Tareas del ejercicio –
[1] En el texto sobre la revolución industrial en Cataluña, ¿cuántos empleos llegó a tener la industria catalana en nueve años?
[2] Escribe sin cambiar nada la parte del texto sobre la revolución industrial en Cataluña que está entre "En 1832, y con" y "los 102.000 empleos.", ambos incluidos.

Texto de la página –

En 1832, y con notable retraso, llega la revolución industrial, cuando menos a Cataluña. Ese año, el ministro de Hacienda en Madrid, Luis López Ballesteros, acogotado por un déficit público galopante (por cada euro ingresado se gastaban 1,8), se da cuenta de que la única forma es alentar la industria para que pague más impuestos. Como consecuencia, la Hacienda española otorga un anticipo de 350.000 pesetas a la sociedad Bonaplata, Vilaregut, Rull y Cía., para que construyan una gran fábrica de maquinaria en Barcelona. Ese mismo año, se publica un decreto estableciendo la inexistencia de privilegios para la importación de textil. Ambas medidas disparan el desarrollo de la industria autóctona catalana, que responderá alcanzando, en sólo nueve años, los 102.000 empleos.

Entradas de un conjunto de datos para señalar
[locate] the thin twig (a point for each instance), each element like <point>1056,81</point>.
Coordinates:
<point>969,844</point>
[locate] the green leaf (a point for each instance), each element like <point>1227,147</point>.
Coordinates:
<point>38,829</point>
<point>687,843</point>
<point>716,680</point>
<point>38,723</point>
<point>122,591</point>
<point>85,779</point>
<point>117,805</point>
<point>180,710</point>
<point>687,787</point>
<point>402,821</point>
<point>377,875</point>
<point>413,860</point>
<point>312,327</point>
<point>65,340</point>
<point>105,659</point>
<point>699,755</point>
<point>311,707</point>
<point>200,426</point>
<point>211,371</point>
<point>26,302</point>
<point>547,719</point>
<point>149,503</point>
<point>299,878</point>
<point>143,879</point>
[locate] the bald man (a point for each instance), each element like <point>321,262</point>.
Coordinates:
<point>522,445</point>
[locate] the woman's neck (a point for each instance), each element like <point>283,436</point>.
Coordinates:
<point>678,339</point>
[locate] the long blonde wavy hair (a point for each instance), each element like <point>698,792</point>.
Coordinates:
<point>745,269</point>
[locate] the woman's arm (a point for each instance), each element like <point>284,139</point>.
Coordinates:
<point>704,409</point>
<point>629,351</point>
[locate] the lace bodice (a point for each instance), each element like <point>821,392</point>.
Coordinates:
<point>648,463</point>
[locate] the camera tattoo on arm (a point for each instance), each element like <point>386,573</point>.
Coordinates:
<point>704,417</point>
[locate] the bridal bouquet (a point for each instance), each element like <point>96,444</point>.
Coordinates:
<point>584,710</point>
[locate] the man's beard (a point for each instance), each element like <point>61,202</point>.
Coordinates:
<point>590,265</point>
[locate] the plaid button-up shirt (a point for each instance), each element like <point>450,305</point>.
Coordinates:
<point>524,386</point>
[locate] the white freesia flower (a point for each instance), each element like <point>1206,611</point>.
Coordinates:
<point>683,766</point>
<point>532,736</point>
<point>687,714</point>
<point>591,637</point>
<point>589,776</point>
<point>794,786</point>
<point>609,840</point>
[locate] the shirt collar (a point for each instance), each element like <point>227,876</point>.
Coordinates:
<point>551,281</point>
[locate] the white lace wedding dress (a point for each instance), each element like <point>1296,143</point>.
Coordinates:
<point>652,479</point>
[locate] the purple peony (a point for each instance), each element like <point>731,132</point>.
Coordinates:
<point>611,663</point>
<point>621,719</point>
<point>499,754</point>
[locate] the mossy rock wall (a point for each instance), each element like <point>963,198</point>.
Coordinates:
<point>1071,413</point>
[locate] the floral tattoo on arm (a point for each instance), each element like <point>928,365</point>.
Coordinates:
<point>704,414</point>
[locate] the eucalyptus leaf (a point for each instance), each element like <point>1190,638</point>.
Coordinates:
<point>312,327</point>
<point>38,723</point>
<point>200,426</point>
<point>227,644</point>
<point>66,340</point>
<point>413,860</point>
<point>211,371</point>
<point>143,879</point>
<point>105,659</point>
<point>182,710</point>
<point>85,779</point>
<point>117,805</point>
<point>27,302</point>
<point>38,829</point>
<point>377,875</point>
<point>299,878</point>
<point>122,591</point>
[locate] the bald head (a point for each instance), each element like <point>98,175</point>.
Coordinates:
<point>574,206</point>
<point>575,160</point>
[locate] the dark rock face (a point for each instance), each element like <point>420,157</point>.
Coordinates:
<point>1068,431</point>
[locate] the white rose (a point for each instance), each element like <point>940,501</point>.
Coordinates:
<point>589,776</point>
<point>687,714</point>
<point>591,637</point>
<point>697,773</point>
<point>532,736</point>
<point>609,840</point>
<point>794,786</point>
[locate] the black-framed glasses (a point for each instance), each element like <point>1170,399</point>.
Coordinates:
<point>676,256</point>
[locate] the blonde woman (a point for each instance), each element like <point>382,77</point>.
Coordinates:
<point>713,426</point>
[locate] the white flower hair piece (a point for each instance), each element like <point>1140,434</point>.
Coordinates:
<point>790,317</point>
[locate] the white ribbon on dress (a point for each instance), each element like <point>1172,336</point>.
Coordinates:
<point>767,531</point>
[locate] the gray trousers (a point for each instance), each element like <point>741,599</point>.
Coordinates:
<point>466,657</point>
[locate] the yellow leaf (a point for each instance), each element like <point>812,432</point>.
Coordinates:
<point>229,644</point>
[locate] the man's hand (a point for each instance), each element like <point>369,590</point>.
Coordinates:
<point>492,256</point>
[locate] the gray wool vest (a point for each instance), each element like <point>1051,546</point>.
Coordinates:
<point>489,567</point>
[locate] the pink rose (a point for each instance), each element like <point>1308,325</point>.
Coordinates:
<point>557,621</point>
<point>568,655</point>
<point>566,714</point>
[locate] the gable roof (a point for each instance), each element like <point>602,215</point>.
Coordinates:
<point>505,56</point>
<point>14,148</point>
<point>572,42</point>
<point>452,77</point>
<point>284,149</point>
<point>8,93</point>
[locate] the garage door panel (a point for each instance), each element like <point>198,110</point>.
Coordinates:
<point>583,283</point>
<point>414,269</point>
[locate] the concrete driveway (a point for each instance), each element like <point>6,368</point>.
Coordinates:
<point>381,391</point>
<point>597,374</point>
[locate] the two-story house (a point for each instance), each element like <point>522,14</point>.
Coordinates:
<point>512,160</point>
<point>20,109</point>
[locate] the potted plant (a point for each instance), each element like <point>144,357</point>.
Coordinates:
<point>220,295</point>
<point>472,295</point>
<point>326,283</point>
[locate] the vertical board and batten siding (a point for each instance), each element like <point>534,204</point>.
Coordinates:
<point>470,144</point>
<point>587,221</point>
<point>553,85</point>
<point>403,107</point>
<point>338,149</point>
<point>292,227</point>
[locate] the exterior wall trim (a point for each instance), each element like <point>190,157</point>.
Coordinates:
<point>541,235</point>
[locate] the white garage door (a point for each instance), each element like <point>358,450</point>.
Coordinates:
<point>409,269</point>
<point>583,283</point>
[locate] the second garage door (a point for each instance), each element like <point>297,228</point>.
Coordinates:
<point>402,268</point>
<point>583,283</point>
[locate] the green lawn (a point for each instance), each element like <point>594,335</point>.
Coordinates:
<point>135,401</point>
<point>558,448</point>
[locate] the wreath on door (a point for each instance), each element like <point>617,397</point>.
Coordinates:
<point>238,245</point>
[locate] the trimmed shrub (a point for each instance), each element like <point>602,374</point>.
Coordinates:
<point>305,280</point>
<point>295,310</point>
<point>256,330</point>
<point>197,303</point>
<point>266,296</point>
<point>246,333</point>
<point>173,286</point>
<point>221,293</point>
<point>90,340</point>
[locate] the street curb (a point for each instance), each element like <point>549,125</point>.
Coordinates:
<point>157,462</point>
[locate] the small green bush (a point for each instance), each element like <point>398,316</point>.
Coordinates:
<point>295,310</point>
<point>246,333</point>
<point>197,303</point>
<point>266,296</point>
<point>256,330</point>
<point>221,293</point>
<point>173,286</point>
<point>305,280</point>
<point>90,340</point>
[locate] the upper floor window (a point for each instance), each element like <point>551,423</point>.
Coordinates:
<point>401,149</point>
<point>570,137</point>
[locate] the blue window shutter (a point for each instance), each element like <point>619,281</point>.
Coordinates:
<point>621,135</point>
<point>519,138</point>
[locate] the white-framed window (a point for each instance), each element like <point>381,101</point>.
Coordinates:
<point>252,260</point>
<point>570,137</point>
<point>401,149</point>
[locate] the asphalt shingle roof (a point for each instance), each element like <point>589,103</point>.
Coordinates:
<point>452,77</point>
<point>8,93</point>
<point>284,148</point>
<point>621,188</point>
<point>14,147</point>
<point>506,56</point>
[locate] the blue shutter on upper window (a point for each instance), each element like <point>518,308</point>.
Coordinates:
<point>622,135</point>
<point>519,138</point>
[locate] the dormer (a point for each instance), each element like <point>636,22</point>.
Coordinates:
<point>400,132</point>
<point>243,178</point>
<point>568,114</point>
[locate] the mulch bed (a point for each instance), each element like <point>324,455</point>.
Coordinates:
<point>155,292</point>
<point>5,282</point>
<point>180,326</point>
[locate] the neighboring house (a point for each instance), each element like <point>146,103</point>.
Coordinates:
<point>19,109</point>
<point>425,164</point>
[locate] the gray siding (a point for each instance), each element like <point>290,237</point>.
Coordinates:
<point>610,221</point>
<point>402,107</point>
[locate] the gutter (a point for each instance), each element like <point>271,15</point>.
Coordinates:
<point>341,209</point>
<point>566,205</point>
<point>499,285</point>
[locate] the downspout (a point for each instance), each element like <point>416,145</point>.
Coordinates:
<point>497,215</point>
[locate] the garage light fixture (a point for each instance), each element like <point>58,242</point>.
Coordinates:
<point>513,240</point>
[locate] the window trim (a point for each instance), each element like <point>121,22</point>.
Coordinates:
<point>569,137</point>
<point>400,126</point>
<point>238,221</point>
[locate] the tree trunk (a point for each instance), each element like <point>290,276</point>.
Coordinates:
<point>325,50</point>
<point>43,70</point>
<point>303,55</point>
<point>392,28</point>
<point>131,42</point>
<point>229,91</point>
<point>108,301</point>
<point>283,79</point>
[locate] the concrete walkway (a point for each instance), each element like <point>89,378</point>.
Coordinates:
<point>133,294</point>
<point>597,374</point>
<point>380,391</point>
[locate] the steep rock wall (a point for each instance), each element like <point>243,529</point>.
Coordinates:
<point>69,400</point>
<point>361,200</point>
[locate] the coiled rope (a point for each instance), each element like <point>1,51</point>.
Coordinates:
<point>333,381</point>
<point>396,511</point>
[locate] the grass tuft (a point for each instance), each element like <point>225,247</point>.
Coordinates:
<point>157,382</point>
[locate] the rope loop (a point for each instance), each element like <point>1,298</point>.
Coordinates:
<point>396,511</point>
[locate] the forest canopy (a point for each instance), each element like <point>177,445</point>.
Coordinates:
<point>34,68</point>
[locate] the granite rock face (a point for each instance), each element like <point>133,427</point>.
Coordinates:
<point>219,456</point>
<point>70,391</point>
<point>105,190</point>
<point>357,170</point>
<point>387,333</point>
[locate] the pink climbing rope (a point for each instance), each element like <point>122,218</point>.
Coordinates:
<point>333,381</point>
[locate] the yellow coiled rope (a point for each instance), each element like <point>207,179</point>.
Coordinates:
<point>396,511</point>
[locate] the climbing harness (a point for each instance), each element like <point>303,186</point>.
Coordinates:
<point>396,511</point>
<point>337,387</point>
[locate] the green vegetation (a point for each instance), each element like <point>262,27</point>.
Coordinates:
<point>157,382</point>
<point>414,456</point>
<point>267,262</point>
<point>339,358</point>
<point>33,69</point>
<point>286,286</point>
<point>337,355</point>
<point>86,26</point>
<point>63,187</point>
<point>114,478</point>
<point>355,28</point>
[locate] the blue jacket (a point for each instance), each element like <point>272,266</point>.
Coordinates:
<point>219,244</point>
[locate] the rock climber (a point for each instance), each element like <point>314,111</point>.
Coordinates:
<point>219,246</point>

Respuestas por tarea –
[1] 102.000 empleos.

[2]
En 1832, y con notable retraso, llega la revolución industrial, cuando menos a Cataluña. Ese año, el ministro de Hacienda en Madrid, Luis López Ballesteros, acogotado por un déficit público galopante (por cada euro ingresado se gastaban 1,8), se da cuenta de que la única forma es alentar la industria para que pague más impuestos. Como consecuencia, la Hacienda española otorga un anticipo de 350.000 pesetas a la sociedad Bonaplata, Vilaregut, Rull y Cía., para que construyan una gran fábrica de maquinaria en Barcelona. Ese mismo año, se publica un decreto estableciendo la inexistencia de privilegios para la importación de textil. Ambas medidas disparan el desarrollo de la industria autóctona catalana, que responderá alcanzando, en sólo nueve años, los 102.000 empleos.